> EXERCISE
Reproduce every row below with "Reported" changed to "Located" and everything else unchanged. Leave the pictures out.

> TASK DATA
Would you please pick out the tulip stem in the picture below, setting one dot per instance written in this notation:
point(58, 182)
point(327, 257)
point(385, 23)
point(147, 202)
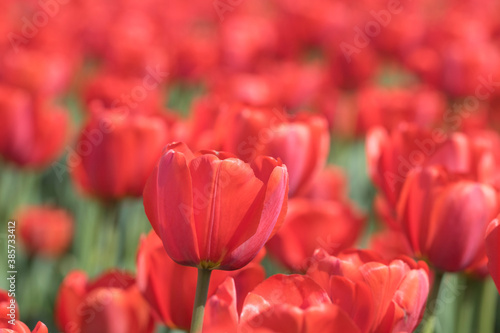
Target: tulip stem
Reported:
point(488, 307)
point(429, 324)
point(200, 299)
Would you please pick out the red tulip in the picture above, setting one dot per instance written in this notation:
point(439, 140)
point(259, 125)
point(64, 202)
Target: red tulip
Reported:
point(117, 152)
point(445, 219)
point(493, 251)
point(389, 107)
point(45, 231)
point(333, 226)
point(137, 95)
point(8, 306)
point(330, 184)
point(301, 142)
point(44, 71)
point(212, 210)
point(111, 303)
point(379, 296)
point(390, 244)
point(291, 304)
point(20, 327)
point(31, 133)
point(170, 288)
point(392, 156)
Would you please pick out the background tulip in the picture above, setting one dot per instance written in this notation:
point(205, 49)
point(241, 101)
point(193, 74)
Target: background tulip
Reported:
point(33, 132)
point(292, 304)
point(111, 303)
point(379, 296)
point(302, 142)
point(116, 152)
point(333, 226)
point(445, 219)
point(493, 252)
point(170, 288)
point(46, 231)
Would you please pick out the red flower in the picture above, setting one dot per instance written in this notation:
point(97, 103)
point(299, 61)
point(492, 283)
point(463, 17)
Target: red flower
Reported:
point(111, 303)
point(8, 306)
point(170, 288)
point(389, 107)
point(379, 296)
point(493, 251)
point(212, 210)
point(301, 142)
point(31, 133)
point(330, 184)
point(20, 327)
point(392, 156)
point(137, 95)
point(445, 219)
point(280, 304)
point(333, 226)
point(117, 152)
point(45, 231)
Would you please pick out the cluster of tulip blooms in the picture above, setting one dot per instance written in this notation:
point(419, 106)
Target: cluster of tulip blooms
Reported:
point(221, 117)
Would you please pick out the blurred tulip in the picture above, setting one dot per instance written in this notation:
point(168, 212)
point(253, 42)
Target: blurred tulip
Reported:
point(170, 288)
point(137, 95)
point(390, 244)
point(330, 184)
point(493, 251)
point(212, 210)
point(302, 142)
point(20, 327)
point(45, 231)
point(8, 306)
point(43, 72)
point(32, 134)
point(292, 304)
point(389, 107)
point(392, 156)
point(445, 219)
point(309, 225)
point(117, 152)
point(379, 296)
point(112, 303)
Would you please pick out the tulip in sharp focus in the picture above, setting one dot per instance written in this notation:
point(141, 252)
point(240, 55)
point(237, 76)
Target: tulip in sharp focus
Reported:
point(212, 210)
point(116, 153)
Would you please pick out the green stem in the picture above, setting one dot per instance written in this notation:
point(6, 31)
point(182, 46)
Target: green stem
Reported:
point(200, 299)
point(468, 311)
point(487, 311)
point(430, 322)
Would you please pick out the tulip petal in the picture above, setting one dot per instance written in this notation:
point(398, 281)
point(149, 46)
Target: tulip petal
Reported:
point(223, 192)
point(168, 203)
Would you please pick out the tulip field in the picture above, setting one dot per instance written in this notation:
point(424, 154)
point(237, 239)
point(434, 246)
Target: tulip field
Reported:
point(231, 166)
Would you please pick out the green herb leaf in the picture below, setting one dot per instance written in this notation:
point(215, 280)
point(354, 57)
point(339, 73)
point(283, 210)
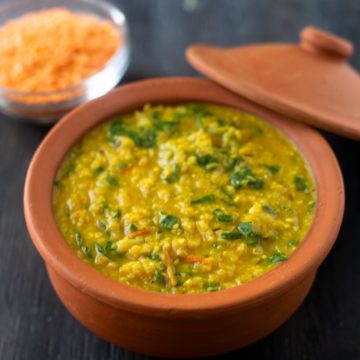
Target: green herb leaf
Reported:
point(145, 138)
point(154, 257)
point(244, 176)
point(111, 180)
point(174, 176)
point(212, 287)
point(268, 209)
point(273, 169)
point(167, 221)
point(86, 251)
point(293, 243)
point(207, 199)
point(158, 277)
point(231, 235)
point(207, 162)
point(233, 163)
point(246, 228)
point(276, 258)
point(221, 216)
point(300, 183)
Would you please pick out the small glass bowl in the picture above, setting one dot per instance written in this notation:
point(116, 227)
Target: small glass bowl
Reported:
point(47, 107)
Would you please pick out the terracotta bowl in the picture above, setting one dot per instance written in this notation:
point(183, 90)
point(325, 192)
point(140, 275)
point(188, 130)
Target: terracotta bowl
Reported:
point(179, 325)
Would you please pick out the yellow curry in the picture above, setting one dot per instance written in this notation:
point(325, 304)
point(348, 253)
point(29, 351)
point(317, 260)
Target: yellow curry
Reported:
point(188, 198)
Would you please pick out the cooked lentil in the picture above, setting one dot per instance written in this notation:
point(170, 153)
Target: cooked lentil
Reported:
point(184, 199)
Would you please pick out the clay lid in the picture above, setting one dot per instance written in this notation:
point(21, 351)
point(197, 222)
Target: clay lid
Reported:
point(310, 82)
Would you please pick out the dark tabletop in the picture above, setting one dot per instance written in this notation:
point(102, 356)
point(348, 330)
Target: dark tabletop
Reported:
point(33, 322)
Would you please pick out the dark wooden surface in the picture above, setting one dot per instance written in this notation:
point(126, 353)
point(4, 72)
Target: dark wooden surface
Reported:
point(33, 322)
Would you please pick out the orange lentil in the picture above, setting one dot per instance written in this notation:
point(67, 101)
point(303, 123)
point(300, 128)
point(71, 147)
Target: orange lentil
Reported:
point(54, 49)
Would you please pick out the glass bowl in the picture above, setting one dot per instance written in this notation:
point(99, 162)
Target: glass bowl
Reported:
point(46, 107)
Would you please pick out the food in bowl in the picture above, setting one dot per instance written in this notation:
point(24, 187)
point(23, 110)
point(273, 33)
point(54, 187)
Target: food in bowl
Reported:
point(53, 49)
point(188, 198)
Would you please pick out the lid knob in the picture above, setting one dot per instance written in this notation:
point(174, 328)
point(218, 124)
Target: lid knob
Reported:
point(313, 39)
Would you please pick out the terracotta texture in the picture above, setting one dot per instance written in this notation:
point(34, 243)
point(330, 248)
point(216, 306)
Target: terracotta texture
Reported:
point(179, 325)
point(310, 82)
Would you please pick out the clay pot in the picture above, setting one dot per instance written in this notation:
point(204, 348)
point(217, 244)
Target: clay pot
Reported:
point(179, 325)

> EXERCISE RESPONSE
Would you please pick out the tulip stem in the picture below, setting one dot per instance written in this notation:
point(58, 182)
point(327, 257)
point(385, 23)
point(147, 202)
Target: tulip stem
Located:
point(488, 307)
point(429, 324)
point(200, 299)
Would you please pick out the red tulip in the picture above, setting one dot per instance written in this notation:
point(439, 140)
point(259, 125)
point(64, 202)
Target: red tulip
Located:
point(117, 152)
point(445, 219)
point(493, 251)
point(389, 107)
point(45, 231)
point(333, 226)
point(137, 95)
point(8, 306)
point(330, 184)
point(301, 142)
point(44, 71)
point(212, 210)
point(111, 303)
point(379, 296)
point(390, 244)
point(291, 304)
point(20, 327)
point(31, 133)
point(170, 288)
point(392, 156)
Would you please pick out the background tulip in the picture above, setting one dot per instance written in this notation:
point(205, 49)
point(241, 101)
point(193, 74)
Target: background tulip
Located:
point(33, 132)
point(292, 304)
point(111, 303)
point(379, 296)
point(302, 142)
point(116, 152)
point(333, 226)
point(445, 219)
point(493, 252)
point(170, 288)
point(46, 231)
Would you please pick out the red flower in the picture above, setting one dot per instance written in this notation:
point(97, 103)
point(299, 61)
point(492, 283)
point(463, 17)
Target: red flower
Located:
point(111, 303)
point(8, 306)
point(170, 288)
point(389, 107)
point(379, 296)
point(493, 251)
point(212, 210)
point(301, 142)
point(31, 133)
point(330, 184)
point(20, 327)
point(392, 156)
point(137, 95)
point(445, 219)
point(280, 304)
point(333, 226)
point(117, 152)
point(45, 231)
Would you please pick out the cluster of tulip blooms in the picture above, setting one dot per instance written in this notation:
point(419, 106)
Target: cluster of tulip blooms
Located:
point(221, 117)
Would you please pick out the blurred tulip in the picture above, setting one dot per instance written in this notation:
point(168, 212)
point(253, 42)
Target: blurred tulip
Located:
point(170, 288)
point(137, 95)
point(390, 244)
point(330, 184)
point(493, 251)
point(212, 210)
point(302, 142)
point(20, 327)
point(45, 231)
point(8, 306)
point(43, 72)
point(32, 134)
point(292, 304)
point(389, 107)
point(392, 156)
point(445, 219)
point(309, 225)
point(117, 152)
point(379, 296)
point(112, 303)
Would you please pick out the tulip in sharp focus in the picture above, setting one dot per instance written in this notation:
point(141, 252)
point(240, 55)
point(237, 76)
Target: tulip in sharp focus
Located:
point(212, 210)
point(116, 153)
Would you please pick out the green stem in the picture above, setting one dot per instance written in this notation:
point(6, 31)
point(182, 46)
Target: green stem
Located:
point(200, 299)
point(468, 311)
point(487, 311)
point(430, 322)
Would you please pick out the tulip petal in the picture above, setting one dot per instance written in this notation:
point(398, 281)
point(149, 46)
Target: tulip petal
Located:
point(223, 192)
point(168, 203)
Would you please pick out the tulip field in the picture above, setting one dot per instance written in this notation:
point(424, 154)
point(237, 239)
point(434, 246)
Target: tulip field
Located:
point(231, 166)
Would you please pick out the green herb leaf in the picture below, setting one dot per instance written in this notation:
point(215, 280)
point(354, 57)
point(339, 73)
point(283, 210)
Target: green herb leaf
Located:
point(145, 138)
point(154, 257)
point(244, 176)
point(111, 180)
point(174, 176)
point(212, 287)
point(268, 209)
point(273, 169)
point(167, 221)
point(86, 251)
point(293, 243)
point(207, 199)
point(158, 277)
point(231, 235)
point(207, 162)
point(233, 163)
point(246, 228)
point(276, 258)
point(221, 216)
point(300, 183)
Would you please pick out the small glass bowl in the picture above, setting one dot per instance written in this notation:
point(116, 227)
Target: small glass bowl
Located:
point(47, 107)
Would you please pick out the terracotta bowl in the picture above, setting one dot per instance written in this notation:
point(183, 90)
point(325, 192)
point(140, 275)
point(188, 130)
Target: terracotta bowl
Located:
point(179, 325)
Would you please pick out the yellow curry in the picture above, setting one dot per instance written in this notation:
point(325, 304)
point(348, 253)
point(29, 351)
point(317, 260)
Target: yellow curry
Located:
point(188, 198)
Would you please pick out the cooked lentil in the picture above, setting one dot per instance written in this notation:
point(170, 153)
Target: cooked lentil
Located:
point(184, 199)
Would you please pick out the clay lid in the picture above, setting one dot per instance written in this notation:
point(21, 351)
point(197, 222)
Target: clay lid
Located:
point(310, 82)
Would you please pick out the dark tabletop in the picture above, setting one dot per instance written in this notation:
point(102, 356)
point(348, 330)
Target: dark tabletop
Located:
point(33, 322)
Would you please pick out the dark wooden surface in the picture above, setting one dot per instance written in this notation:
point(126, 353)
point(4, 72)
Target: dark wooden surface
Located:
point(33, 322)
Would you please pick out the orange lentil in the picture above, setting one dot per instance written in this notation:
point(67, 101)
point(303, 123)
point(300, 128)
point(71, 147)
Target: orange lentil
Located:
point(54, 49)
Would you please pick out the glass bowl in the picture above, setting one dot per instance written in this notation:
point(99, 162)
Target: glass bowl
Located:
point(46, 107)
Would you please pick out the food in bowl in the picture above, setting one dot per instance written in this notation:
point(24, 187)
point(23, 110)
point(273, 33)
point(54, 187)
Target: food in bowl
Located:
point(53, 49)
point(188, 198)
Would you please pick out the lid knob in the picture above, setting one dot per instance written in this notation:
point(174, 328)
point(218, 124)
Target: lid knob
Located:
point(313, 39)
Would you please pick out the terracotta texture in the picture above, setting one dot per instance written in this notation:
point(34, 243)
point(330, 248)
point(216, 306)
Target: terracotta texture
Located:
point(179, 325)
point(310, 82)
Would you please pick out the clay pot in the picture above, setting one dot per instance written in this notation:
point(204, 348)
point(217, 244)
Target: clay pot
Located:
point(179, 325)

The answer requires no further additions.